» Box-labeled dataset items:
■ ■ ■ ■

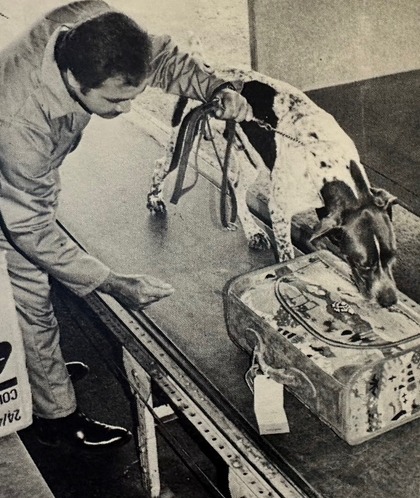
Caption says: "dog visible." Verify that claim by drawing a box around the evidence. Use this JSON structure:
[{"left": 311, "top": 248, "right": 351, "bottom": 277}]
[{"left": 147, "top": 69, "right": 397, "bottom": 307}]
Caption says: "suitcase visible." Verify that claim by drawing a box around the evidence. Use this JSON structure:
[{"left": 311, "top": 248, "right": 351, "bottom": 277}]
[{"left": 224, "top": 251, "right": 420, "bottom": 445}]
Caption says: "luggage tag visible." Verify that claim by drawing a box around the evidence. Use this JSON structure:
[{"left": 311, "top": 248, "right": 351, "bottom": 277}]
[{"left": 254, "top": 374, "right": 290, "bottom": 435}]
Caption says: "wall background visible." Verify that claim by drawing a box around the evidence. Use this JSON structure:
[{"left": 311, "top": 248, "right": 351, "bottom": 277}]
[{"left": 248, "top": 0, "right": 420, "bottom": 90}]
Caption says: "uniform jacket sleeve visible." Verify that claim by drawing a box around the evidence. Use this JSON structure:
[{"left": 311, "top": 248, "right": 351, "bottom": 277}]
[
  {"left": 147, "top": 35, "right": 233, "bottom": 102},
  {"left": 0, "top": 122, "right": 109, "bottom": 295}
]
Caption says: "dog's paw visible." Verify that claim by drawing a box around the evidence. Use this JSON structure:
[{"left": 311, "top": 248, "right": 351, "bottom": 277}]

■ ■ ■ ■

» Problem details: Rewrite every item above, with each request unchanged, and raise every bounding box coordinate in the answers by 20. Omit the pictures from your output.

» Full output:
Caption says: "dog visible." Verify that claim by drawing a box around the evidence. Use this JSON structure:
[{"left": 311, "top": 248, "right": 351, "bottom": 277}]
[{"left": 167, "top": 89, "right": 417, "bottom": 327}]
Caption says: "suitcase visible." Verify that claim by drawing a box around the evidence. Use this JSON structure:
[{"left": 311, "top": 248, "right": 351, "bottom": 277}]
[{"left": 244, "top": 271, "right": 440, "bottom": 465}]
Caption says: "luggage tag visible." Verify that claim by drawing a box around the evidence. Use this JSON structure:
[{"left": 311, "top": 248, "right": 351, "bottom": 277}]
[{"left": 274, "top": 394, "right": 310, "bottom": 455}]
Caption says: "wall background visible." Verify that claim by drawing a box around the evidence. Use this JSON structure:
[{"left": 311, "top": 248, "right": 351, "bottom": 277}]
[{"left": 268, "top": 20, "right": 440, "bottom": 110}]
Caption says: "uniform jacket sleeve visible." Verify that claim by drawing a box around the evidence. Use this JSON structure:
[{"left": 311, "top": 248, "right": 351, "bottom": 277}]
[
  {"left": 167, "top": 55, "right": 253, "bottom": 122},
  {"left": 20, "top": 142, "right": 129, "bottom": 315}
]
Caption says: "dog's paw visible." Verify that claim by drawing a box around the evidence. Use this JSON structure:
[{"left": 311, "top": 248, "right": 351, "bottom": 277}]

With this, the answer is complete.